_A block of data:_

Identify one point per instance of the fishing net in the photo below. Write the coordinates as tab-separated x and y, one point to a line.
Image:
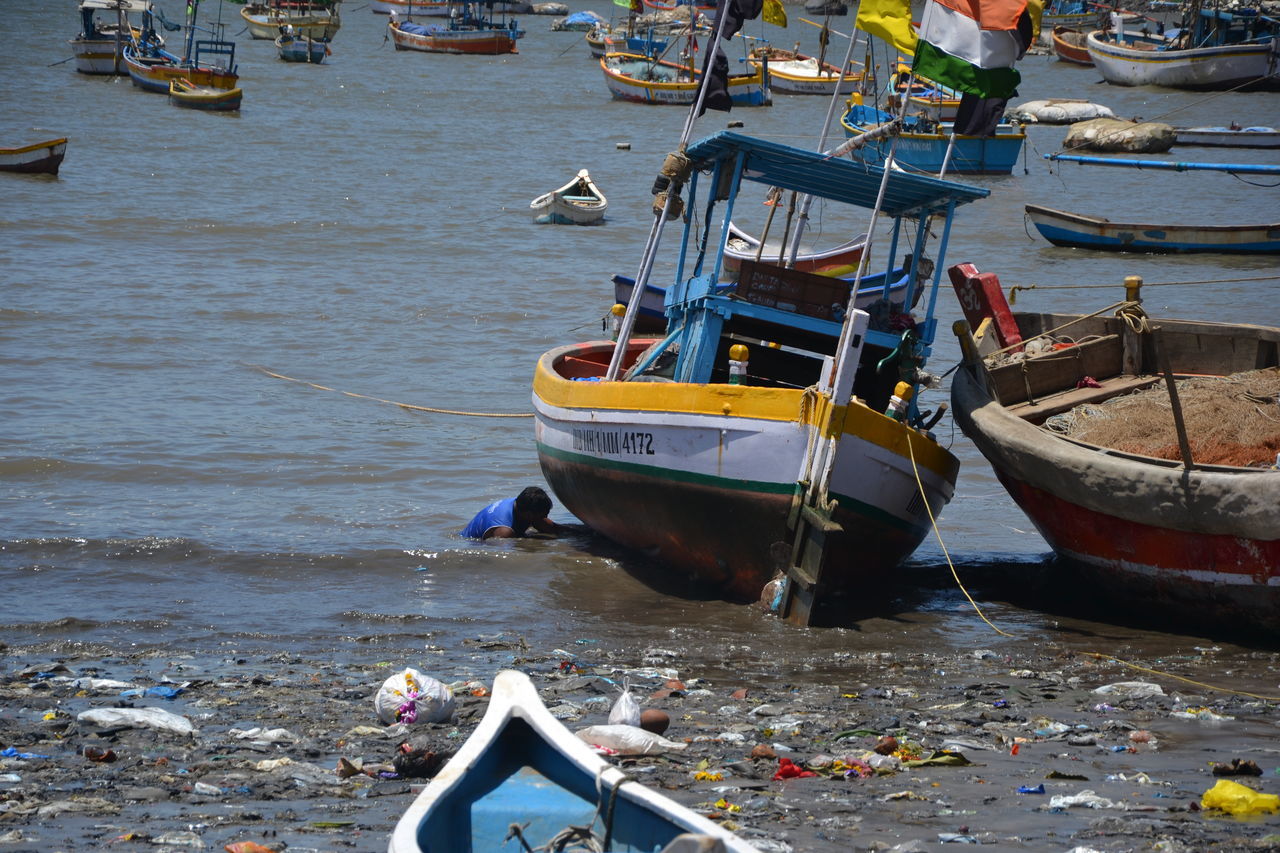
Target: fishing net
1230	420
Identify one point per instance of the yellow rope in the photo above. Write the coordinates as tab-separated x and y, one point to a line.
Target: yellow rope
1179	678
410	406
938	536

_What you have to do:_ Reproduce the lines above verbatim, omitting the pictures.

_Exercise output:_
Identify one point per instance of the fishing net in the photo below. Write the coordinates as tab-separated x and y, one point to a line.
Image:
Target: fishing net
1230	420
Identify one point per instance of the yellow rope in the photo above. Write the coordinates as tab-separated x and y, one point to a line.
Target: yellow rope
1179	678
410	406
938	536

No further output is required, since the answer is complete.